(begin)

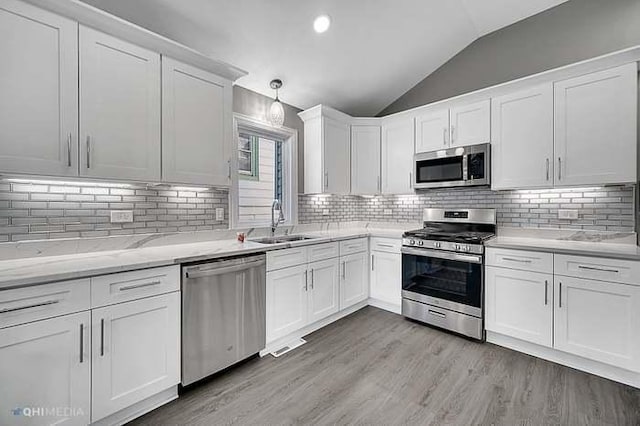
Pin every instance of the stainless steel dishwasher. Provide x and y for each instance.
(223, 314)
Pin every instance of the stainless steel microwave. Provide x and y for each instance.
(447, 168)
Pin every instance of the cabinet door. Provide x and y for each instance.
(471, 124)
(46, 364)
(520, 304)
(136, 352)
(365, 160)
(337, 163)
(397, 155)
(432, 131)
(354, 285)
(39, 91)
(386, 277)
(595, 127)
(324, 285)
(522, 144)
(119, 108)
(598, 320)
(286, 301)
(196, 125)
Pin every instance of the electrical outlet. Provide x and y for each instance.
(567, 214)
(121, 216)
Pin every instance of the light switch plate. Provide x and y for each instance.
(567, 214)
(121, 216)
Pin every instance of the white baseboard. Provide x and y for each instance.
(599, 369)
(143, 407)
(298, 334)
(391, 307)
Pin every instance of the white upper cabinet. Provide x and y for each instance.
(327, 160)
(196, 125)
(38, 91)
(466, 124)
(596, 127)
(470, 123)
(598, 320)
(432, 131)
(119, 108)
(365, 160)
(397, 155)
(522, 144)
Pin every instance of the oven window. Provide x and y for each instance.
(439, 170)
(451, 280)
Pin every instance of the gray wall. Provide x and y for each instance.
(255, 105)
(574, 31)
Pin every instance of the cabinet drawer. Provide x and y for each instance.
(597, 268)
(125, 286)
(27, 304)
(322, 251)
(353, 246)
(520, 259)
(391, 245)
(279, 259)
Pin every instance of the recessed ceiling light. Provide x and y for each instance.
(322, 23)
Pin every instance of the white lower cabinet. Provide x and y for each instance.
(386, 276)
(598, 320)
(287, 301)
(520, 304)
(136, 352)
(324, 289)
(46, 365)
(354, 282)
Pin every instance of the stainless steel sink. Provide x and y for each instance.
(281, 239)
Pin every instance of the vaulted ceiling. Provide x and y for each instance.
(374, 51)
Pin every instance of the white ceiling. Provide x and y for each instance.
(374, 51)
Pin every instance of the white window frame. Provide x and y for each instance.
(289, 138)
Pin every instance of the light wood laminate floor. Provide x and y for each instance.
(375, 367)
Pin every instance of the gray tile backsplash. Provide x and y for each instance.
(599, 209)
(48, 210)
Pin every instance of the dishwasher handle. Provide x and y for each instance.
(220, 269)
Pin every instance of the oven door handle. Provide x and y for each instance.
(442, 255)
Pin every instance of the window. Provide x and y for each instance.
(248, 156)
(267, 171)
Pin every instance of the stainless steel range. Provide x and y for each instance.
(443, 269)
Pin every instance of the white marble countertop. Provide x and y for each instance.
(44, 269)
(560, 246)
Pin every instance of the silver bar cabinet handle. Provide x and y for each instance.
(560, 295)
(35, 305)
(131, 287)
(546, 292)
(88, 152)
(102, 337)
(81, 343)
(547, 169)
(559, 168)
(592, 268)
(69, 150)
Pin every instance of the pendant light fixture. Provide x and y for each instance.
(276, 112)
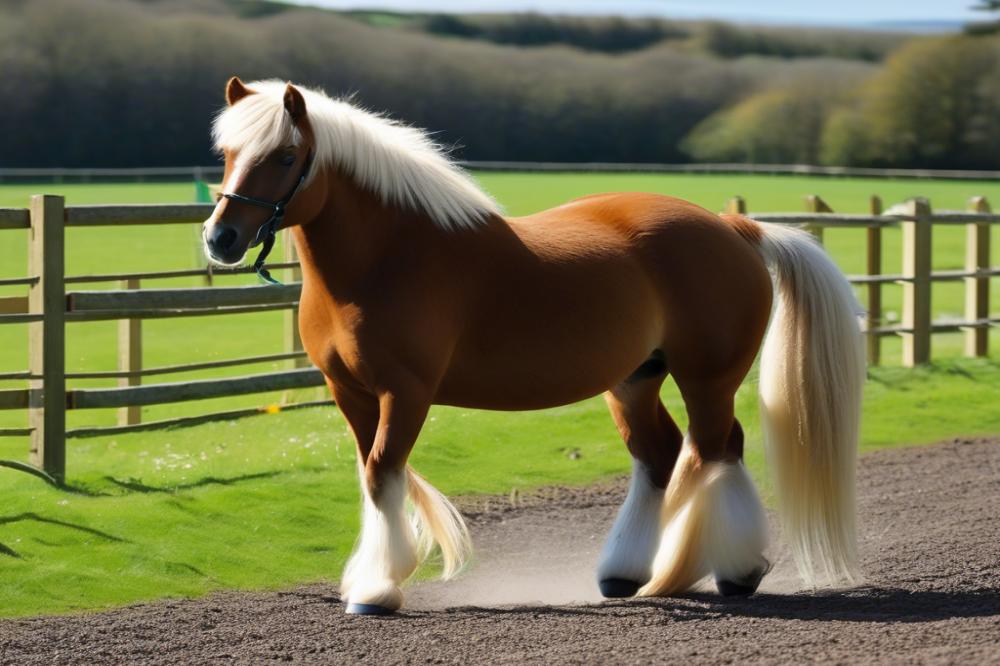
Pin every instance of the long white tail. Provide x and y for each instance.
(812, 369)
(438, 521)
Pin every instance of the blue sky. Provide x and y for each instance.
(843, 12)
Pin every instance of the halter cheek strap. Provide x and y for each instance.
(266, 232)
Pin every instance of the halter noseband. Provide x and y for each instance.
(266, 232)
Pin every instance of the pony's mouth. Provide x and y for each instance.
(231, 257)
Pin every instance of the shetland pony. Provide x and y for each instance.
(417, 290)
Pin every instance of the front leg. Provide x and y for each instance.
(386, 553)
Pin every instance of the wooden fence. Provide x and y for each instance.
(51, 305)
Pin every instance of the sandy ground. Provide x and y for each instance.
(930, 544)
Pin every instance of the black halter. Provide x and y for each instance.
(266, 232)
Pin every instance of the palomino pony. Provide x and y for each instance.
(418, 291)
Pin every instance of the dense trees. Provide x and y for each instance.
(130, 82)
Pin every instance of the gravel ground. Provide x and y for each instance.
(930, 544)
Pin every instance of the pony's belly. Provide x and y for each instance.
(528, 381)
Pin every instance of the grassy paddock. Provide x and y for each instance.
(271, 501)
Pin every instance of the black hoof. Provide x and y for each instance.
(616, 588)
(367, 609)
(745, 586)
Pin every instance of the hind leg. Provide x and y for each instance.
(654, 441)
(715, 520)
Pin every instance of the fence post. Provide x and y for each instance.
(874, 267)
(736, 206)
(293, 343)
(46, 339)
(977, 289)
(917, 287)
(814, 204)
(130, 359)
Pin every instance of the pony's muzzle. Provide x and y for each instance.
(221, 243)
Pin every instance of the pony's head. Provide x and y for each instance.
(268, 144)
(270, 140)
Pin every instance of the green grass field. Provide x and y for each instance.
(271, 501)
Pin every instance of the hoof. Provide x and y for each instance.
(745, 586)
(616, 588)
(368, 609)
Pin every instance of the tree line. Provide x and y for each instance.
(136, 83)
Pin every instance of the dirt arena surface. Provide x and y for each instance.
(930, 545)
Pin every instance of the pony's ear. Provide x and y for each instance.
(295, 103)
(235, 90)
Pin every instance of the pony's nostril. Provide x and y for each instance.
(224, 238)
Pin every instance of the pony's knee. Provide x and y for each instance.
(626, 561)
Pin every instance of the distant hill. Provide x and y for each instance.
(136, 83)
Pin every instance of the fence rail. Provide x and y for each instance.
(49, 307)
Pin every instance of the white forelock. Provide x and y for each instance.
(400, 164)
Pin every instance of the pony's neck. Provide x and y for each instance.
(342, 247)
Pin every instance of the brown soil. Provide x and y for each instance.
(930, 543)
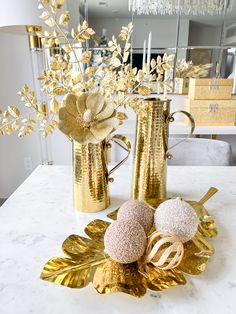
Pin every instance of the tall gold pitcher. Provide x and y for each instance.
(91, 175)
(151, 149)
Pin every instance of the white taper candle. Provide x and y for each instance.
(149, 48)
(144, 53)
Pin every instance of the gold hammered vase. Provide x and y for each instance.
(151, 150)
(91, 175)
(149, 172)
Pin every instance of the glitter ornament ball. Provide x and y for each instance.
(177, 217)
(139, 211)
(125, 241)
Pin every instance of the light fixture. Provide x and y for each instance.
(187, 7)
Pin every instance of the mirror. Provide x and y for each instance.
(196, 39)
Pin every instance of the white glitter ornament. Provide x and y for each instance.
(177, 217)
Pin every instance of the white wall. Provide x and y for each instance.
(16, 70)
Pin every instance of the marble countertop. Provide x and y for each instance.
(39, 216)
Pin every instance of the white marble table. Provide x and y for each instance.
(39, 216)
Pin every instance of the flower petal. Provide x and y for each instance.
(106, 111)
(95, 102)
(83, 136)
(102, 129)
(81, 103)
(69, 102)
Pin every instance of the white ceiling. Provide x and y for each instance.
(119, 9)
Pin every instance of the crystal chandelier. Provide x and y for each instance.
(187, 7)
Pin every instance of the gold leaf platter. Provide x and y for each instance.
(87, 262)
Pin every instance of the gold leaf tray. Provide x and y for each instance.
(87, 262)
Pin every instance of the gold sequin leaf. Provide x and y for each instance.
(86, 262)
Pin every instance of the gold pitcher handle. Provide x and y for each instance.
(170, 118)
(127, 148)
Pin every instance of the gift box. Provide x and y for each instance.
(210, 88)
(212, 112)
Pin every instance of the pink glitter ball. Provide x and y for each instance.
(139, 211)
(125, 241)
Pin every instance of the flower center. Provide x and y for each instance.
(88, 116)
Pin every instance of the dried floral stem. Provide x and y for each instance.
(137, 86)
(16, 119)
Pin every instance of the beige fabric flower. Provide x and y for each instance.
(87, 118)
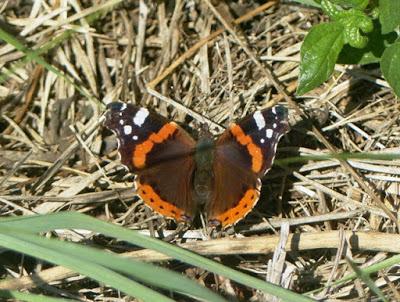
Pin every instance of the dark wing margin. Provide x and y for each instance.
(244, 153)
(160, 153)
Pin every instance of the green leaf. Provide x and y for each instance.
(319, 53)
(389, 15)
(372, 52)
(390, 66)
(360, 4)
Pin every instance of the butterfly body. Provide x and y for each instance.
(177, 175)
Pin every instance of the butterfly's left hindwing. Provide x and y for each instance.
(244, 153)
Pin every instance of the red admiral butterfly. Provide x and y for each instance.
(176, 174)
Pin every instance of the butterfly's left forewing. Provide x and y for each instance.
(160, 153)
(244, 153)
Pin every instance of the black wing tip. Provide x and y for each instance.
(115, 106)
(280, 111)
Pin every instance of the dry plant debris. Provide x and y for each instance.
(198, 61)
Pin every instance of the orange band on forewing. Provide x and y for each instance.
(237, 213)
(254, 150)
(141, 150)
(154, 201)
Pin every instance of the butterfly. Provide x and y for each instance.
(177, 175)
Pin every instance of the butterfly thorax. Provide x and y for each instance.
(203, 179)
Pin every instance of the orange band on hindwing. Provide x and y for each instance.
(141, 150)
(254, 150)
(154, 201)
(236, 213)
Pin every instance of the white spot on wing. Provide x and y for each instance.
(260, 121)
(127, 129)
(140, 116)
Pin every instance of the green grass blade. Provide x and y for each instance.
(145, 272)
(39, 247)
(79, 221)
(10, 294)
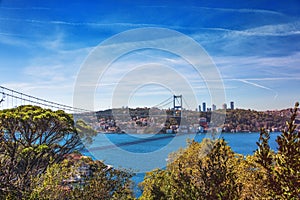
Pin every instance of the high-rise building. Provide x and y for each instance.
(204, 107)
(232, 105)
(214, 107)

(end)
(begin)

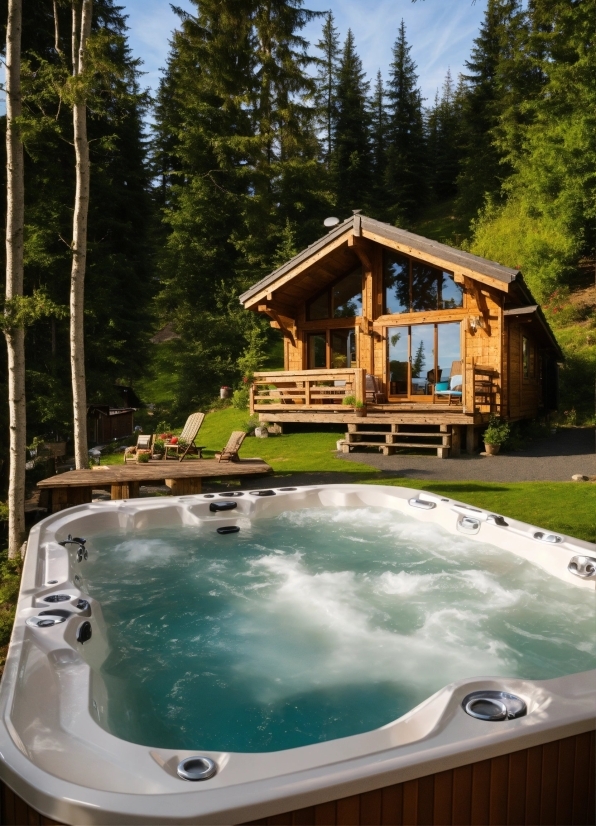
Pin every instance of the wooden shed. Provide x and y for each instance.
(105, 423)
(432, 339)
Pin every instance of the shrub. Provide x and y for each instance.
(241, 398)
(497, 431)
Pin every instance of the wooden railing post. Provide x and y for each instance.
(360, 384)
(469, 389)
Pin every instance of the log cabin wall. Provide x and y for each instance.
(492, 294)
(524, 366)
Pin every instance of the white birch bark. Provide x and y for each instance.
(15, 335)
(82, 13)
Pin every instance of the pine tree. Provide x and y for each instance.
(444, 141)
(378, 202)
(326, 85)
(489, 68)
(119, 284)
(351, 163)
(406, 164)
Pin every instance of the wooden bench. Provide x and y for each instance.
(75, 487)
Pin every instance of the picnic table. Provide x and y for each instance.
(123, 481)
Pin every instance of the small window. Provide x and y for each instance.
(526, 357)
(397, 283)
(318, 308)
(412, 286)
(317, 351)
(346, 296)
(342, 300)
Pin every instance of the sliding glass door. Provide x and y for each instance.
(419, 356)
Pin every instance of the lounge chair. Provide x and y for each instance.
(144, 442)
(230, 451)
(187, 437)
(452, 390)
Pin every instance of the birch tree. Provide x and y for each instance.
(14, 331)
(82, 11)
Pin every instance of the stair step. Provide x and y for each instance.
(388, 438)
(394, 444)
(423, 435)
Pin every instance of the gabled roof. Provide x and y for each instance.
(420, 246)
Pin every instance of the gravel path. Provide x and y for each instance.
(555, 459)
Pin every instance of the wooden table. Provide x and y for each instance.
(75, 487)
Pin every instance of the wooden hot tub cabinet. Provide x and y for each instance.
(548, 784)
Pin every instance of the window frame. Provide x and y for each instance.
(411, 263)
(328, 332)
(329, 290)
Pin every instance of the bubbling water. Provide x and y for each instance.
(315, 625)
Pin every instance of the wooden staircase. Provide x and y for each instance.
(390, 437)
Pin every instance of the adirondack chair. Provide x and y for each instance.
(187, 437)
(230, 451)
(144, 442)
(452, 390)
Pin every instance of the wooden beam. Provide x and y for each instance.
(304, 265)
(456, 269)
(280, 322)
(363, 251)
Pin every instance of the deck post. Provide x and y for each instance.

(end)
(begin)

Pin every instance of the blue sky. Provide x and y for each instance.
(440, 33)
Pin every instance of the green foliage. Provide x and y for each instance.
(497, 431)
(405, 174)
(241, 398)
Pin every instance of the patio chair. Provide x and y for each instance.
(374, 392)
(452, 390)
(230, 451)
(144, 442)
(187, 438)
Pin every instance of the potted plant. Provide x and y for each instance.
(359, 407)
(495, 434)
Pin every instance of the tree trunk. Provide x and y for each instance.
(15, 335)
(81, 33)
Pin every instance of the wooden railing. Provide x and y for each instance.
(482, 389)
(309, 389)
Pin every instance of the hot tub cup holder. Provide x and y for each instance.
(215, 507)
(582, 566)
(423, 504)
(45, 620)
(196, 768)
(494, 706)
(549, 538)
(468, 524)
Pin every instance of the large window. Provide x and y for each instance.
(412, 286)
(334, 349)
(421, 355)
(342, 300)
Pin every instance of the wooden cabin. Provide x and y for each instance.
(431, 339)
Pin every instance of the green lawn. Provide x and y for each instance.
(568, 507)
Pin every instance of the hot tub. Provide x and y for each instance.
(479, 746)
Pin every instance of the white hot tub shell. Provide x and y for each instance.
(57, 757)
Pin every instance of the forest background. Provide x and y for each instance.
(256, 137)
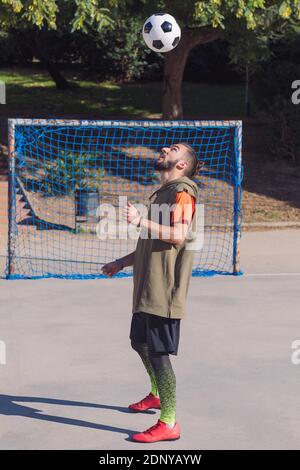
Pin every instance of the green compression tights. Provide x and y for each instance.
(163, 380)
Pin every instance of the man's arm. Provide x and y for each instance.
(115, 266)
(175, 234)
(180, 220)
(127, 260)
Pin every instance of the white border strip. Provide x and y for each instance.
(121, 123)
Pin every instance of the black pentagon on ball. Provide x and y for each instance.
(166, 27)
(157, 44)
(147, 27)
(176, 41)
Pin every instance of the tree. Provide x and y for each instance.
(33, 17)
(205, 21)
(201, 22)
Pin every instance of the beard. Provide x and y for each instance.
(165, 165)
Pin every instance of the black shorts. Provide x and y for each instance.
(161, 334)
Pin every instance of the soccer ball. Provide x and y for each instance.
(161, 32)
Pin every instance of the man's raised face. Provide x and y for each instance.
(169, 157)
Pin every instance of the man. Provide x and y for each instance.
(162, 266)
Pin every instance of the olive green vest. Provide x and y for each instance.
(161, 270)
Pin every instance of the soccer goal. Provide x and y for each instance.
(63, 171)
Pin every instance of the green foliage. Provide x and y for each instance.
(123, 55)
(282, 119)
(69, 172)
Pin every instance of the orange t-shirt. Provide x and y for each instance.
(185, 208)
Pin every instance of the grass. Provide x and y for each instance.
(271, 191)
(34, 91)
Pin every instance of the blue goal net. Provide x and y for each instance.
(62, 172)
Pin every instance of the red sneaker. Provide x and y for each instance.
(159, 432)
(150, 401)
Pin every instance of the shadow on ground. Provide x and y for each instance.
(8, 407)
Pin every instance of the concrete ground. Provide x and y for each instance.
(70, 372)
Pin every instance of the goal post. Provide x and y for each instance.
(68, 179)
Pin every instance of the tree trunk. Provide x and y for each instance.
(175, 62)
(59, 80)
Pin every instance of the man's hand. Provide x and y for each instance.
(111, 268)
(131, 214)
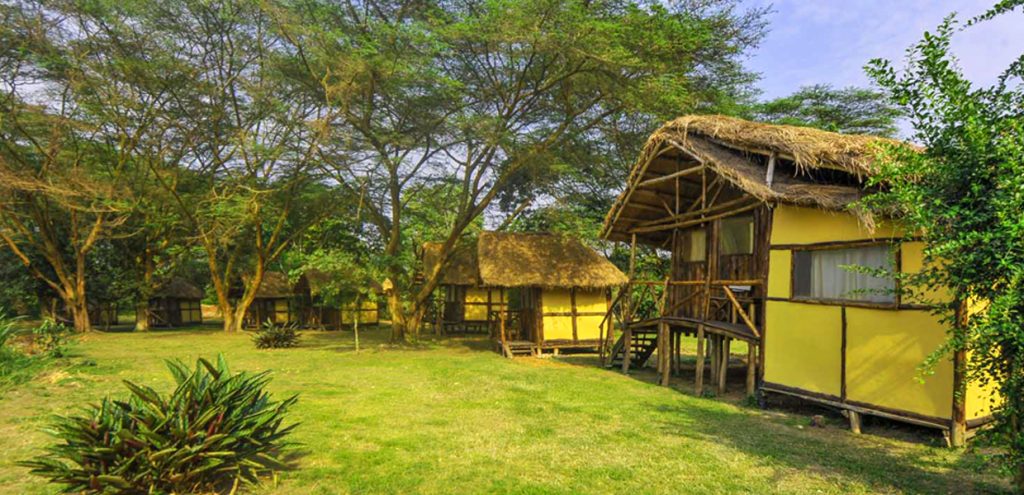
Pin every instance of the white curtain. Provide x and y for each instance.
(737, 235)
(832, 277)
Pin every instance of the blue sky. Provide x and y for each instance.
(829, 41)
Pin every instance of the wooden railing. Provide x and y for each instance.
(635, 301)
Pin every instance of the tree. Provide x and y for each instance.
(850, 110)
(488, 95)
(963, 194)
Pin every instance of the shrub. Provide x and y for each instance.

(end)

== PROMPT ==
Count the lines in the listing above that contain the string "flower", treating uppercase and lowercase letters as different. Reply with the number alone.

== EXPECTED OUTPUT ==
3